◆ TASK REQUIREMENTS: Return each line of the listing below that contains the string "xmax".

◆ RECORDED DATA:
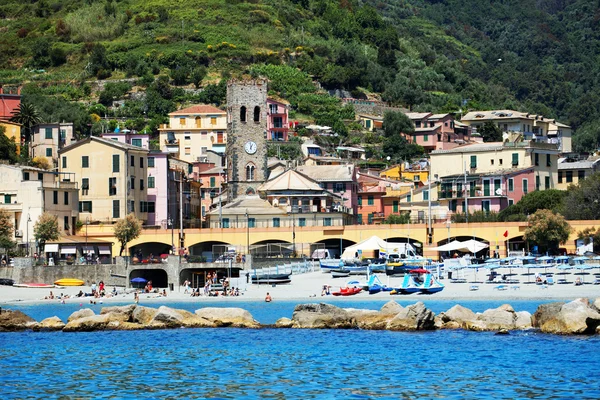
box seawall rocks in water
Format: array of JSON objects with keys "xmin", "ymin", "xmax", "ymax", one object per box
[{"xmin": 0, "ymin": 298, "xmax": 600, "ymax": 335}]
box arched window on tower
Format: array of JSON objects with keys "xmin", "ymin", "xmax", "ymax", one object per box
[
  {"xmin": 246, "ymin": 163, "xmax": 256, "ymax": 181},
  {"xmin": 254, "ymin": 106, "xmax": 260, "ymax": 122}
]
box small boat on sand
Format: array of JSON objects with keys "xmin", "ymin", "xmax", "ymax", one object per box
[
  {"xmin": 54, "ymin": 278, "xmax": 85, "ymax": 286},
  {"xmin": 331, "ymin": 287, "xmax": 362, "ymax": 296}
]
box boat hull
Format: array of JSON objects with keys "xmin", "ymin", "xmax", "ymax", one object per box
[{"xmin": 54, "ymin": 279, "xmax": 85, "ymax": 286}]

◆ SOLUTION TO THE PROBLEM:
Format: array of JSON objects with keys "xmin", "ymin", "xmax", "ymax", one object per box
[{"xmin": 0, "ymin": 298, "xmax": 600, "ymax": 335}]
Format: array of JSON objects with keys "xmin", "ymin", "xmax", "ymax", one object per box
  {"xmin": 246, "ymin": 163, "xmax": 256, "ymax": 181},
  {"xmin": 254, "ymin": 106, "xmax": 260, "ymax": 122}
Format: array of JSON objects with keys "xmin", "ymin", "xmax", "ymax", one object per box
  {"xmin": 54, "ymin": 278, "xmax": 85, "ymax": 286},
  {"xmin": 331, "ymin": 287, "xmax": 362, "ymax": 296}
Format: array of JSON objects with keys "xmin", "ymin", "xmax", "ymax", one object per box
[{"xmin": 54, "ymin": 279, "xmax": 85, "ymax": 286}]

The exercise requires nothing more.